**WRITTEN EXERCISE**
Retype every one of the rows below with no changes at all.

(Coordinate annotation entries)
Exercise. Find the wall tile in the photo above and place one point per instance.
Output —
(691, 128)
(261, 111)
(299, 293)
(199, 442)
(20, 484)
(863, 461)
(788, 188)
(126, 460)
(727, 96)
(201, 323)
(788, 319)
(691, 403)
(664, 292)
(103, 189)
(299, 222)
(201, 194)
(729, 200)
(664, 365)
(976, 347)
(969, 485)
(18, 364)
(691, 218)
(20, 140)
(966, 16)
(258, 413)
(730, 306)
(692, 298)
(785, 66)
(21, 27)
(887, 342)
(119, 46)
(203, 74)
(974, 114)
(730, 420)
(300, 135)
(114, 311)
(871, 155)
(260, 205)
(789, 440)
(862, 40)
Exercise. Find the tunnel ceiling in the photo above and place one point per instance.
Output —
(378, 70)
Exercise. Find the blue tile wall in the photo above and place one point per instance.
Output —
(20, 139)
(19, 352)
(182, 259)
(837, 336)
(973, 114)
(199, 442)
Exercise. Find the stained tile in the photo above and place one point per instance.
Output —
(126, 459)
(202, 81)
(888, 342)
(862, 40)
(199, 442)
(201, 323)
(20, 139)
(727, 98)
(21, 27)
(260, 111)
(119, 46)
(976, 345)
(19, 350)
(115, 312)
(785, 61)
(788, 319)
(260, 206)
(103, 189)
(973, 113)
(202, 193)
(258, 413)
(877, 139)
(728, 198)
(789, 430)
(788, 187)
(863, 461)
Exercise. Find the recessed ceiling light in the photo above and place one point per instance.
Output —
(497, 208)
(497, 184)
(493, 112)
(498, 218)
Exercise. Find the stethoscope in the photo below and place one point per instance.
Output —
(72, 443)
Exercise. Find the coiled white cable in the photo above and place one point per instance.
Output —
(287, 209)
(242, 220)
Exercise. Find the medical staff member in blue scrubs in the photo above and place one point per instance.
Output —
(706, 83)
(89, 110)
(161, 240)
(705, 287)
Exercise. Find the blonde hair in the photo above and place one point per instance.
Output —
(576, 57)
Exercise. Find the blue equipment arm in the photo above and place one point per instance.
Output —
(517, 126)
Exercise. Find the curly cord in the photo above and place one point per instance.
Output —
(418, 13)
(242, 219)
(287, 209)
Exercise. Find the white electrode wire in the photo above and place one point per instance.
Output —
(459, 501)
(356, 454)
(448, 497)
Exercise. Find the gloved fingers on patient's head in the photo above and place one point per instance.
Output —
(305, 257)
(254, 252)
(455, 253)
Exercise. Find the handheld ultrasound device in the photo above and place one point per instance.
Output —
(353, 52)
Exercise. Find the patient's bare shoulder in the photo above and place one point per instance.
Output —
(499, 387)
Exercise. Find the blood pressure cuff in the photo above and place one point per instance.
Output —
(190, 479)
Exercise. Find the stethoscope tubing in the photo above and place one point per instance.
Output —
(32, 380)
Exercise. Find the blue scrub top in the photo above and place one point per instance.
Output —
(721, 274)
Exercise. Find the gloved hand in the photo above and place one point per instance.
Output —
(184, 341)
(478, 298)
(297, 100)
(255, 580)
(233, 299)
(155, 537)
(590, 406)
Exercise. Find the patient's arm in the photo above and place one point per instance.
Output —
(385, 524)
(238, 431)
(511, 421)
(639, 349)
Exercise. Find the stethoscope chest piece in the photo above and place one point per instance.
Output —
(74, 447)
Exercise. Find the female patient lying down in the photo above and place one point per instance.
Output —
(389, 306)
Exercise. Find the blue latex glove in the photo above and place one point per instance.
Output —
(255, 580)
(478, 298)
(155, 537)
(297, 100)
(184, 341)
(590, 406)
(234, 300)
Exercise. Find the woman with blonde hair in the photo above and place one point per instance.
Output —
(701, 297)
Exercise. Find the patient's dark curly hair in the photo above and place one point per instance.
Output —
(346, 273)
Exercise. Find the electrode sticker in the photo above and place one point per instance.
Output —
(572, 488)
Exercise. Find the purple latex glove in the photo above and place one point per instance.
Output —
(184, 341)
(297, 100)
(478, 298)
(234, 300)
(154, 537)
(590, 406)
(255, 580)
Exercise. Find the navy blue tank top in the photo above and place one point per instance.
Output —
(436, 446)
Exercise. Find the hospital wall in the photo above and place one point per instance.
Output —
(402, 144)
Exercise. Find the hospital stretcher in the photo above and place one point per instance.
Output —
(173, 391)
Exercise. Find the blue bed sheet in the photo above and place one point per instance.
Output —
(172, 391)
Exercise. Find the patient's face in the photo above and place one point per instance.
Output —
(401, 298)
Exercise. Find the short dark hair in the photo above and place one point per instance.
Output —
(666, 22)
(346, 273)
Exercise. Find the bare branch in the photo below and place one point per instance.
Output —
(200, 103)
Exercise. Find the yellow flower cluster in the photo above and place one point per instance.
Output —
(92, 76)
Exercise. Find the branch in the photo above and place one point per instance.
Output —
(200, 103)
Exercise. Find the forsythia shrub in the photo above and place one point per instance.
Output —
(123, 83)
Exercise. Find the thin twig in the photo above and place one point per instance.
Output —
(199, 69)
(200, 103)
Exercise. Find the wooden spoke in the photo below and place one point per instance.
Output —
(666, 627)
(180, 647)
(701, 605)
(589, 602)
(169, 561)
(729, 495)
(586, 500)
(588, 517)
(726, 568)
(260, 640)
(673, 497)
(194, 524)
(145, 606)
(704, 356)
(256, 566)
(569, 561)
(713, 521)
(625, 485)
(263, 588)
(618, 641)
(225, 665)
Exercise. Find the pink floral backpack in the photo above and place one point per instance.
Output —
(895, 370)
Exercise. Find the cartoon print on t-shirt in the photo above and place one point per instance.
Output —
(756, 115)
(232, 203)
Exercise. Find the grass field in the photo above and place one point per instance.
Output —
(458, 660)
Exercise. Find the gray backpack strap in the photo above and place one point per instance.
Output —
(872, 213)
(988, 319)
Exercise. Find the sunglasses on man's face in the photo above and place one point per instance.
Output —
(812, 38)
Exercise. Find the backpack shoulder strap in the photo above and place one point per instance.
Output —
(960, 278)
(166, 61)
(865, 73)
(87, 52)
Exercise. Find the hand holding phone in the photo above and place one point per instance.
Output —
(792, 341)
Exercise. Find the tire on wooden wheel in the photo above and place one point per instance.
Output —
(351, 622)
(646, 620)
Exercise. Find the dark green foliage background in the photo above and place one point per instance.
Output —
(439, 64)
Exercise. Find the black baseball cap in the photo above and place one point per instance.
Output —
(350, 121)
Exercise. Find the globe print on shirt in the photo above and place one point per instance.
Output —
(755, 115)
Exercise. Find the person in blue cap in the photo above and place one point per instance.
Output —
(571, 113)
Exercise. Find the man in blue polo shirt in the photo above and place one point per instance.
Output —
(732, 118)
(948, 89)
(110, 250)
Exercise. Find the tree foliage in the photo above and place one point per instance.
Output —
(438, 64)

**ANSWER TO THIS PROBLEM**
Exercise. Find the wall tile in the photo above and place one point per instance.
Output —
(691, 128)
(261, 111)
(299, 293)
(199, 442)
(20, 484)
(863, 461)
(788, 188)
(126, 460)
(727, 96)
(201, 323)
(788, 319)
(691, 403)
(664, 292)
(103, 189)
(299, 222)
(201, 194)
(729, 200)
(664, 365)
(976, 347)
(969, 485)
(18, 364)
(691, 218)
(20, 140)
(966, 16)
(258, 413)
(730, 306)
(692, 298)
(785, 66)
(21, 27)
(887, 342)
(119, 46)
(203, 74)
(974, 114)
(730, 420)
(300, 135)
(114, 311)
(871, 155)
(260, 205)
(789, 440)
(862, 40)
Exercise. Find the tunnel ceiling in the photo above and place one point per instance.
Output —
(378, 70)
Exercise. Find the blue tile wall in the photo above and place one point per instance.
Output —
(20, 139)
(19, 352)
(182, 259)
(837, 336)
(973, 114)
(199, 442)
Exercise. Find the stained tile in the photo above and place one point per instance.
Output —
(126, 459)
(202, 81)
(888, 342)
(862, 40)
(199, 442)
(201, 323)
(20, 139)
(727, 98)
(21, 27)
(260, 111)
(119, 46)
(976, 345)
(19, 350)
(115, 312)
(785, 61)
(788, 319)
(260, 206)
(103, 189)
(973, 113)
(202, 193)
(258, 413)
(877, 139)
(728, 198)
(789, 430)
(788, 187)
(863, 461)
Exercise. Find the recessed ceiling light in the photo above and place one point per instance.
Output —
(497, 208)
(497, 184)
(493, 112)
(498, 218)
Exercise. Find the stethoscope in the photo below and place one point per instance.
Output —
(72, 443)
Exercise. Find the coiled white cable in the photo above and place one point per instance.
Output —
(287, 209)
(242, 220)
Exercise. Find the medical staff member in blue scrubs in the photo above and place one point per instance.
Output —
(706, 83)
(89, 110)
(161, 240)
(705, 287)
Exercise. Find the blonde hair in the photo above and place one point per instance.
Output —
(576, 57)
Exercise. Find the blue equipment arm in the photo above and place one point per instance.
Output —
(517, 126)
Exercise. Find the curly cord in the photo above and place one point per instance.
Output —
(418, 13)
(242, 219)
(287, 209)
Exercise. Find the white electrode wire in the photo above and place one point per instance.
Output —
(459, 501)
(356, 454)
(448, 497)
Exercise. Find the gloved fingers on patient's head in the photo above and place one point per instance.
Output —
(305, 257)
(254, 252)
(455, 253)
Exercise. Find the handheld ultrasound device in the photo above and place one point per instance.
Output —
(353, 52)
Exercise. Find the patient's bare shoulder in the photo above and place one point per instance.
Output —
(499, 387)
Exercise. Find the blood pressure cuff in the photo above and place one point per instance.
Output —
(190, 479)
Exercise. Find the stethoscope tubing in the photo above and place one point per instance.
Output —
(32, 380)
Exercise. Find the blue scrub top in the photo above and place one point per instance.
Output —
(721, 274)
Exercise. Find the gloved hand in the photo above and place one point per instance.
Output —
(184, 341)
(478, 298)
(297, 100)
(255, 580)
(233, 299)
(155, 537)
(590, 406)
Exercise. Find the patient's arm in the photo above and place one point per instance.
Output —
(385, 524)
(238, 431)
(511, 421)
(639, 349)
Exercise. Find the stethoscope chest piece in the photo above and place one point per instance.
Output —
(74, 447)
Exercise. Find the female patient lying down in the photo above and place one point per instance.
Output —
(389, 306)
Exercise. Find the blue latex glove in the photo above and place one point per instance.
Output —
(255, 580)
(478, 298)
(155, 537)
(297, 100)
(184, 341)
(590, 406)
(234, 300)
Exercise. Find the woman with blonde hair in the photo above and place one point per instance.
Output —
(701, 297)
Exercise. Find the patient's dark curly hair in the photo above and place one point per instance.
Output —
(346, 273)
Exercise. Find the electrode sticker in the photo above and place one point per instance.
Output —
(572, 488)
Exercise. Find the purple latex glove in the photo above and place one point per instance.
Output —
(184, 341)
(297, 100)
(478, 298)
(234, 300)
(154, 537)
(590, 406)
(255, 580)
Exercise. Find the navy blue tank top in the photo above and place one point per instance.
Output —
(436, 446)
Exercise. Find the hospital wall in the photo above and place one point per instance.
Output —
(402, 144)
Exercise. Find the hospital stretcher in the photo above and place one point per instance.
Output —
(173, 391)
Exercise. Find the blue bed sheet in the photo above and place one point per instance.
Output —
(172, 391)
Exercise. Find the patient's face in the photo above and place one point per instance.
Output —
(401, 298)
Exercise. Find the short dark hair in the photo above and place one point per instance.
Output —
(666, 22)
(346, 273)
Exercise. Find the bare branch in the photo below and place one point per instance.
Output —
(200, 103)
Exercise. Find the yellow flower cluster in the photo above and place one point per instance.
Output —
(92, 76)
Exercise. Find the branch in the photo above and place one point per instance.
Output —
(200, 103)
Exercise. Find the forsythia shrub in the photo above and place one point per instance.
Output —
(123, 83)
Exercise. Find the thin twig in the photo above and place one point per instance.
Output —
(199, 69)
(200, 103)
Exercise. Find the wooden spoke in the photo below and place one point per instance.
Output —
(666, 627)
(180, 647)
(701, 605)
(589, 602)
(169, 561)
(729, 495)
(586, 500)
(588, 517)
(726, 568)
(260, 640)
(673, 497)
(194, 524)
(145, 606)
(704, 356)
(256, 566)
(569, 561)
(713, 521)
(625, 485)
(263, 588)
(618, 641)
(225, 665)
Exercise. Find the pink floral backpack in the photo above and place one point per instance.
Output —
(895, 370)
Exercise. Find the cartoon print on t-shirt in the photo above and place one point per instance.
Output —
(756, 115)
(232, 203)
Exercise. Find the grass field in the photo above and place one point per instance.
Output —
(458, 660)
Exercise. Find the gray backpack strap in the photo above and place one point per instance.
Output —
(872, 213)
(988, 319)
Exercise. Find the sunglasses on man's face in the photo above and place one point per instance.
Output —
(812, 38)
Exercise. Find the backpack shoulder strap in the photo above and place one point per instance.
Output —
(960, 278)
(166, 61)
(865, 73)
(87, 52)
Exercise. Find the hand holding phone in the photo above and place one point per instance.
Output —
(792, 341)
Exercise. Find the tire on wooden wheel in the photo above and place one point per instance.
Output —
(351, 622)
(646, 620)
Exercise. Find the dark green foliage background in the photo above and place one point per instance.
Output —
(439, 64)
Exercise. Find the black baseball cap in the photo above and place one point per instance.
Output —
(350, 121)
Exercise. Find the globe print on shirt in the photo above and place one point per instance.
Output —
(755, 115)
Exercise. Find the person in blue cap in the photo above and place one point per instance.
Output —
(571, 113)
Exercise. Find the man in blue polo shirt in the photo above and place one point per instance.
Output —
(732, 118)
(948, 89)
(110, 250)
Exercise. Find the tree foliage in the photo above and place one point per instance.
Output —
(438, 64)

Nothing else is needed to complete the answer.